PAGE:
## BEGIN
Early on at creative.ai, we realized we couldn’t even build the kind of products we wanted to build without changing the way our company operated. Since then, we’ve continued to evolve our internal culture to level-up alongside our own AI systems. Not only is this approach helping us rapidly innovate in technology, but—more importantly—it lead us to develop the humanist principles necessary to take it further!

(Alex Champandard, co-founder of creative.ai, presenting the company’s invited talk at “AI & Society” in Tokyo.)

This article is based on creative.ai’s invited talk at “A.I. & Society” delivered in Tokyo recently, describing the motivation and story behind our company culture.

Watch the video recording of our invited talk here. (17 minutes)

Many of the graphics designers and visual artists that creative.ai works with wonder about the future. They wonder if we’re building a machine with big red button that says “AUTOMATE CREATIVITY” and if someone’s going to press that button what would happen... Are we heading for some kind of cartoon-like moment where we hit the ceiling and slide down the wall? Who knows! That’s the question everyone has and that’s probably why you’re reading this today...
## END
(Dataset records)
## BEGIN
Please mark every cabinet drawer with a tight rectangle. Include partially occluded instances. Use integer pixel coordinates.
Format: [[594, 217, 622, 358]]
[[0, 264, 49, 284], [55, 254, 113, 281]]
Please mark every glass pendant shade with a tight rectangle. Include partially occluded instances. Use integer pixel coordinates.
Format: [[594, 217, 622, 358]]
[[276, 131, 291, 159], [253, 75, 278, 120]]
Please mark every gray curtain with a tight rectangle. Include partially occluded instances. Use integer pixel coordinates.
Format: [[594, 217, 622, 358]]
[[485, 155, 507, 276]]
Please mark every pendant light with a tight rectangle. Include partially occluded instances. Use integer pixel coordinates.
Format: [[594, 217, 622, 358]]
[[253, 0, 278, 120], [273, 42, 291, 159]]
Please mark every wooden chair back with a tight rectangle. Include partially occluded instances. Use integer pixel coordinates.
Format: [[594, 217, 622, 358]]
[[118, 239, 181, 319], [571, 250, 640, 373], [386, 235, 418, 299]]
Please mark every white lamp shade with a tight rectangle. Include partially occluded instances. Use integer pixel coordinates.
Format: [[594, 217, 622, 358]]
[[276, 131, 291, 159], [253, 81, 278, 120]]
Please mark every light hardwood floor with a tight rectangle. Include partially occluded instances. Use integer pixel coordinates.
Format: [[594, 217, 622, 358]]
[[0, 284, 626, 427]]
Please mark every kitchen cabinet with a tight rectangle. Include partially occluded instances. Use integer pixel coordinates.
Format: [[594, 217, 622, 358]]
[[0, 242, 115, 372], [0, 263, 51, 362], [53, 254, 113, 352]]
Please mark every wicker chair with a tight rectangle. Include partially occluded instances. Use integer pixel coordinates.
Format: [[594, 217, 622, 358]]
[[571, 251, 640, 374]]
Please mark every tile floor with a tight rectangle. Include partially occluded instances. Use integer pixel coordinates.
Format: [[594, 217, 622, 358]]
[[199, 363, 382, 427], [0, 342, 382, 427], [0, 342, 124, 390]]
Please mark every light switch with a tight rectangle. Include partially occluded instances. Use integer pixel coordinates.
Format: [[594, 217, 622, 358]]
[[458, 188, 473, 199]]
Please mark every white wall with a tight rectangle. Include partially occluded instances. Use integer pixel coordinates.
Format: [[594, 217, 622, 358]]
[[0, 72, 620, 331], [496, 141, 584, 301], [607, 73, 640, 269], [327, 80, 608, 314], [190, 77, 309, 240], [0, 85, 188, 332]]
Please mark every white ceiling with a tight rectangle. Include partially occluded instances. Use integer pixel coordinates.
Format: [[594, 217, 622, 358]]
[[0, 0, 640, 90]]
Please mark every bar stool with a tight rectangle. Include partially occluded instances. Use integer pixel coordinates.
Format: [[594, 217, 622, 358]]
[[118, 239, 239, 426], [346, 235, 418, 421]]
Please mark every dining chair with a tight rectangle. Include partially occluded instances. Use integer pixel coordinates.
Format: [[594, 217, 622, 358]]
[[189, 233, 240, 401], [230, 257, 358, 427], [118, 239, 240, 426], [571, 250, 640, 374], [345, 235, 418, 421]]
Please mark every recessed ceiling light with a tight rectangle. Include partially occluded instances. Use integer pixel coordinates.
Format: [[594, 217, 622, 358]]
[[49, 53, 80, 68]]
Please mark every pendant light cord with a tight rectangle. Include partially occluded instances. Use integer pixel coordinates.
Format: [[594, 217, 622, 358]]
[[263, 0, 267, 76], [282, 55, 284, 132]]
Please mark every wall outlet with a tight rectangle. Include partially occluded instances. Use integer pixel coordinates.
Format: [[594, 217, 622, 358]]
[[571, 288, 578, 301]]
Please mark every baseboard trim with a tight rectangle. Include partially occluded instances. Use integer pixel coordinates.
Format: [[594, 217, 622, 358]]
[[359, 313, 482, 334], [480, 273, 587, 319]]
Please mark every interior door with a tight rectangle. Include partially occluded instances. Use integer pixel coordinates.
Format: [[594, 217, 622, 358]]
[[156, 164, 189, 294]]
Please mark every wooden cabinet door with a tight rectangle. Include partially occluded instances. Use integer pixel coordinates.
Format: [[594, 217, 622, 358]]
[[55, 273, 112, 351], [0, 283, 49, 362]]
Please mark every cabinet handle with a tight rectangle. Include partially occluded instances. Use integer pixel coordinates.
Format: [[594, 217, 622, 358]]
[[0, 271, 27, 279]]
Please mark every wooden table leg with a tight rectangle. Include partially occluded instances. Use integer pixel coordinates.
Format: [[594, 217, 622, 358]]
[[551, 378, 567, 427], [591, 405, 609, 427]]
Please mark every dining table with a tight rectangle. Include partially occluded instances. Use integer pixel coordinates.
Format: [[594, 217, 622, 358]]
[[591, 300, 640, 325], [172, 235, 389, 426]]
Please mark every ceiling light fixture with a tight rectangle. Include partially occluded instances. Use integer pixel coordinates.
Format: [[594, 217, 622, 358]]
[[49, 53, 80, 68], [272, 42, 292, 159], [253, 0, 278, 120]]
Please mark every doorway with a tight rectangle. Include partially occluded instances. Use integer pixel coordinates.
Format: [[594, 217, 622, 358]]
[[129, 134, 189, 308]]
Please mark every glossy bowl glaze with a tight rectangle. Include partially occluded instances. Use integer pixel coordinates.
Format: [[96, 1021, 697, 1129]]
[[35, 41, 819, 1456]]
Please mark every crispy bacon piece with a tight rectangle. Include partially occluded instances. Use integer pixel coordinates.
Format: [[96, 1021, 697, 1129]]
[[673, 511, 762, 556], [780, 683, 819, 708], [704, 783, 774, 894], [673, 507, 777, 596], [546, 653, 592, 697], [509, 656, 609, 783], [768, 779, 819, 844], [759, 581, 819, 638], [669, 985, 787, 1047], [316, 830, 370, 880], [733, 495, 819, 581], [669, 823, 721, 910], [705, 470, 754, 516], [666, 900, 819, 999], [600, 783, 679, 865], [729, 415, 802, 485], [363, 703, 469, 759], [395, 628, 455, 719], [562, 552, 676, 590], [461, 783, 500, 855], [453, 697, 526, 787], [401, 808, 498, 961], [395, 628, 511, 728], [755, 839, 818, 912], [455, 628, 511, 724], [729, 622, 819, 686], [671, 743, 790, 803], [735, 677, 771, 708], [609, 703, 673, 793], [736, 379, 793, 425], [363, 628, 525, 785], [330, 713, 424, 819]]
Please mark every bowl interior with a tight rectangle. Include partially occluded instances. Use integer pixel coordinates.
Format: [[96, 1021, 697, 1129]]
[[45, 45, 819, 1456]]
## END
TASKS TO CARRY OUT:
1. According to the article, why did creative.ai change the way the company operated early on? Answer in one to three sentences.
2. Transcribe the passage of the article from "Early on at" to "here. (17 minutes)".
The records come from a separate source, not from the article.

ANSWERS TO THE PROBLEMS:
1. Early on, creative.ai realized it could not build the kind of products it wanted to build without changing how the company operated.

2.
Early on at creative.ai, we realized we couldn’t even build the kind of products we wanted to build without changing the way our company operated. Since then, we’ve continued to evolve our internal culture to level-up alongside our own AI systems. Not only is this approach helping us rapidly innovate in technology, but—more importantly—it lead us to develop the humanist principles necessary to take it further!

(Alex Champandard, co-founder of creative.ai, presenting the company’s invited talk at “AI & Society” in Tokyo.)

This article is based on creative.ai’s invited talk at “A.I. & Society” delivered in Tokyo recently, describing the motivation and story behind our company culture.

Watch the video recording of our invited talk here. (17 minutes)